> **Problem statement**:
In the text about notes left by trapped miners, what did Frank Sharp write his message to his wife on, and why?

> **Text excerpt**:
------------------------------------------------------------
One miner named Jacob Vowell wrote to his wife, "It is 25 minutes after two. There is a few of us alive yet. Oh God, for one more breath. Ellen remember me as long as you live. Good Bye Darling." Vowell's 14-year-old son Harvey was also trapped within the mine beside him. They requested to be buried together and Harvey asked for his brother Horace to take all of his shoes and clothing and wear them.

Another miner named Frank Sharp wrote to his wife on a piece of slate because he did not have any paper. He stated, "Dear Mabel, I am dying for air. I will soon be gone. Meet me in heaven. Help Jesus. Take care of the children and do the best you can. Meet me in heaven."

Powell Harmon wrote an extensive note to his family. One part of his message included, "I hope to meet you all in heaven. My boys, never work in the coal mines."
------------------------------------------------------------
> **Available data**:
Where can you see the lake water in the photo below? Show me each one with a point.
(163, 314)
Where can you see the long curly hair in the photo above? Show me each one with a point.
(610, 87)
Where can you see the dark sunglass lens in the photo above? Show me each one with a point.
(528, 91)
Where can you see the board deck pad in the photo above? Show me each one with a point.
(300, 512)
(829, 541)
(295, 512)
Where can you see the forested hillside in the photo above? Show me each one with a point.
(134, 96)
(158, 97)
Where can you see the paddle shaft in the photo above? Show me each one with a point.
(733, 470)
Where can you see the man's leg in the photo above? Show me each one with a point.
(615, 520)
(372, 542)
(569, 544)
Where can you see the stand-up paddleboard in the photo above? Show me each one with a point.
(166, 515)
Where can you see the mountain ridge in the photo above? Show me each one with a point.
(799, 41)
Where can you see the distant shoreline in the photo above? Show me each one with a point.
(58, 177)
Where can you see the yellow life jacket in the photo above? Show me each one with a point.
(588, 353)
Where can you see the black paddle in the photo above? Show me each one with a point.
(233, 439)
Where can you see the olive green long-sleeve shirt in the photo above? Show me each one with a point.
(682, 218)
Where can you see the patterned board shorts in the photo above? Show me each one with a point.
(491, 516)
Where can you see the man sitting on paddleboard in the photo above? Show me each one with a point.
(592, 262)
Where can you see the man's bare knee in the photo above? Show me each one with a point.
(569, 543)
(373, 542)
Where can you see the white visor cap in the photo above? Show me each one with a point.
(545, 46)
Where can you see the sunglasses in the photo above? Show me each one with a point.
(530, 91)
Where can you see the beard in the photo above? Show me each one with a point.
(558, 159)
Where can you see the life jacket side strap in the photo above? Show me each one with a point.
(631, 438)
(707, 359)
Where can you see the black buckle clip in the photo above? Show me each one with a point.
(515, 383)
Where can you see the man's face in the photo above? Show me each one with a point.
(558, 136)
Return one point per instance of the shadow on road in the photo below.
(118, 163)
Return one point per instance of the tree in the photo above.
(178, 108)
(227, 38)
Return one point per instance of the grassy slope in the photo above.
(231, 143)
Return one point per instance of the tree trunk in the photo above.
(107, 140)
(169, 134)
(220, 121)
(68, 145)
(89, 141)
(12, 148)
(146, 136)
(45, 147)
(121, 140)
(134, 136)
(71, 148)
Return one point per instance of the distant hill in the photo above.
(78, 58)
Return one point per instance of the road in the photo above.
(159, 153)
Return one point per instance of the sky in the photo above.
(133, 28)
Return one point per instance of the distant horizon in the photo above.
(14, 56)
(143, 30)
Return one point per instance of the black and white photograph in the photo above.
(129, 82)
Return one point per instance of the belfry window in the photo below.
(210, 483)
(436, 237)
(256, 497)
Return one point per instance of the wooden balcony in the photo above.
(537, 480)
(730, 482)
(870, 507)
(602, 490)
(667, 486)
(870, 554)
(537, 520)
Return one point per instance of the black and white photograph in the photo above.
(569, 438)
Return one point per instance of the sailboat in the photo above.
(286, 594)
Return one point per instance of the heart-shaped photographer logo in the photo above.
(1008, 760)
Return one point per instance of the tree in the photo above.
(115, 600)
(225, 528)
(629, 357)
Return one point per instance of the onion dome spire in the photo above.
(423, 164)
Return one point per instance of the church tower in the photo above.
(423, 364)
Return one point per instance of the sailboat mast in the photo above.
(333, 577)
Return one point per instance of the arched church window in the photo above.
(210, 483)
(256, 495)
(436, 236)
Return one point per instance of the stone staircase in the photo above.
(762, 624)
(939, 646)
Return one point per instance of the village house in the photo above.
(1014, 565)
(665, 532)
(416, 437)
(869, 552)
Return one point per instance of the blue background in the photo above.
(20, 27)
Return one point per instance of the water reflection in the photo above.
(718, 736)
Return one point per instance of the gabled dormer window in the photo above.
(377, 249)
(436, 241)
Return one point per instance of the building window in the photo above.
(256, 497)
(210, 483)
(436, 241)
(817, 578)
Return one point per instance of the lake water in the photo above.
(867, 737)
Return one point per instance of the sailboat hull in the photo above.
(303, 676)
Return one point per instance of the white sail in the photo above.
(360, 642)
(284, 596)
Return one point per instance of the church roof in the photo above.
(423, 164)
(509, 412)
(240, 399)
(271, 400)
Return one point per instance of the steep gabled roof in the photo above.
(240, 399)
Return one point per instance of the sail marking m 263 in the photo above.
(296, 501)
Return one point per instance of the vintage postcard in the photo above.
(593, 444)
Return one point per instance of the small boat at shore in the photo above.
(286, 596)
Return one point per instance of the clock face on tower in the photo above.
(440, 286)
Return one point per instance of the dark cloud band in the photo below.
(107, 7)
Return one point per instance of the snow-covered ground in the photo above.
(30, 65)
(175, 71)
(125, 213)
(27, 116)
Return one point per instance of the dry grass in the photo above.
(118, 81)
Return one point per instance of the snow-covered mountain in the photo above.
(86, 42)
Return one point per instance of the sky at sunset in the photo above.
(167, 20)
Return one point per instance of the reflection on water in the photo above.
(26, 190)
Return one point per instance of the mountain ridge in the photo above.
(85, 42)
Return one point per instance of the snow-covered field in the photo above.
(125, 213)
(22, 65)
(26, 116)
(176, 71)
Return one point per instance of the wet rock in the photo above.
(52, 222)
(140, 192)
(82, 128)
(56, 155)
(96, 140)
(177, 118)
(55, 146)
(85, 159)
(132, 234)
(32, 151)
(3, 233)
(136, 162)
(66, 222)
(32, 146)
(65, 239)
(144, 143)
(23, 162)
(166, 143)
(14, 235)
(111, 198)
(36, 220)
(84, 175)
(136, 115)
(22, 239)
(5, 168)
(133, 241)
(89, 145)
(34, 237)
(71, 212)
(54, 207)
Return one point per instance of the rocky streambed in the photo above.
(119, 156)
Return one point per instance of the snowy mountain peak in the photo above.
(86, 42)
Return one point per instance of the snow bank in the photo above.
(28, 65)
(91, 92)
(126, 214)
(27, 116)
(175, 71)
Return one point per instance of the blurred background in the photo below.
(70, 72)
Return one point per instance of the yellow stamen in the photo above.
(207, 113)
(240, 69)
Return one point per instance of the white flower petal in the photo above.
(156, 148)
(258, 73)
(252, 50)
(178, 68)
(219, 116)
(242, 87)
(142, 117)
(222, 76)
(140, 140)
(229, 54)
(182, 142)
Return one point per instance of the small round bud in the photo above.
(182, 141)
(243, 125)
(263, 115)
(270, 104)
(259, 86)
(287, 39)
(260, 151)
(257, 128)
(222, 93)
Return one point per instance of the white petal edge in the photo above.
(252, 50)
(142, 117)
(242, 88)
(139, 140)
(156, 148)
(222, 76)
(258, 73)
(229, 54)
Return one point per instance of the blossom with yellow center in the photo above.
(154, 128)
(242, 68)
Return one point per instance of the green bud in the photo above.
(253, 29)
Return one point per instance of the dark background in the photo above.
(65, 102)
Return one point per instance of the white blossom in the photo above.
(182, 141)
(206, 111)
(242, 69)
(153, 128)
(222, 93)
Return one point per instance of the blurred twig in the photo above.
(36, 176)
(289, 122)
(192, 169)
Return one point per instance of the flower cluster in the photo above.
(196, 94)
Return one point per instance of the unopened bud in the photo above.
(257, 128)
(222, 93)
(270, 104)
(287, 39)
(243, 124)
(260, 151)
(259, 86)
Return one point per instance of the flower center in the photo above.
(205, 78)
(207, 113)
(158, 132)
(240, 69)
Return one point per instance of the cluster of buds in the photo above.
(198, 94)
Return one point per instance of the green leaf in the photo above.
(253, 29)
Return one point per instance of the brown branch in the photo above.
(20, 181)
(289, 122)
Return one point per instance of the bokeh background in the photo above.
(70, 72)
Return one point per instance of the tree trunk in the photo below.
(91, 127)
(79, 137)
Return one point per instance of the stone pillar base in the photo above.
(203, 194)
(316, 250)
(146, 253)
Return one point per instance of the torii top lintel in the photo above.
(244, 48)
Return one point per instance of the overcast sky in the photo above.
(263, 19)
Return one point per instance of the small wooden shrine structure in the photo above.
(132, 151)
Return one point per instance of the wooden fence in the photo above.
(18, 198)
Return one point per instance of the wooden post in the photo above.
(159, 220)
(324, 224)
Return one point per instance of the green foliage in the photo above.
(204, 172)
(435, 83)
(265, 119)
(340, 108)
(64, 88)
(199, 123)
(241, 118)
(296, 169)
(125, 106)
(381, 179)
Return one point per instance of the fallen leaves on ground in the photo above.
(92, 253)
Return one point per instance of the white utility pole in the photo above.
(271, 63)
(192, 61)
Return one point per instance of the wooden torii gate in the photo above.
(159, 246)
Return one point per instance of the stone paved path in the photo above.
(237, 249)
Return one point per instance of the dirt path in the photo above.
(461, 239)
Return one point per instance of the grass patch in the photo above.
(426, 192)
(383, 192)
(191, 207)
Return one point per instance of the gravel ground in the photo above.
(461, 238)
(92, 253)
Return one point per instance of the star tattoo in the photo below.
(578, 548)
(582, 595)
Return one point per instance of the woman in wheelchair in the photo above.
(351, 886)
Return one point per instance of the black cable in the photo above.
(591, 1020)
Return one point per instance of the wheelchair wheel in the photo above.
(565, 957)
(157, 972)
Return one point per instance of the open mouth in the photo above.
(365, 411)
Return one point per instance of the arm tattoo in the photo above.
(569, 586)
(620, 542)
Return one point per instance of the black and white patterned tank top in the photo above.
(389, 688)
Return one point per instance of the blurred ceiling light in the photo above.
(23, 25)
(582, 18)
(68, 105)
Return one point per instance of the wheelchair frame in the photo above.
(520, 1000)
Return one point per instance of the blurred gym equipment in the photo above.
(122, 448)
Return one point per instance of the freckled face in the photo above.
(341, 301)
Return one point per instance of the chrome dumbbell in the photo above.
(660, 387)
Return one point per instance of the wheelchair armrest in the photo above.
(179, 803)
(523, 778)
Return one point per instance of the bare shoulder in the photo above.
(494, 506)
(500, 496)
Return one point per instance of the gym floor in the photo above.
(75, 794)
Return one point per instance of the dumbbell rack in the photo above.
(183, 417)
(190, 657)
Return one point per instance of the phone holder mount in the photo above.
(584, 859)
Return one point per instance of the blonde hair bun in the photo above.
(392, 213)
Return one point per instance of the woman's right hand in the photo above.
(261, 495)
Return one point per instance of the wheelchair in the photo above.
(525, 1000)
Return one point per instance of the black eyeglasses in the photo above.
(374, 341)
------------------------------------------------------------
> **Written solution**:
He wrote it on a piece of slate because he did not have any paper.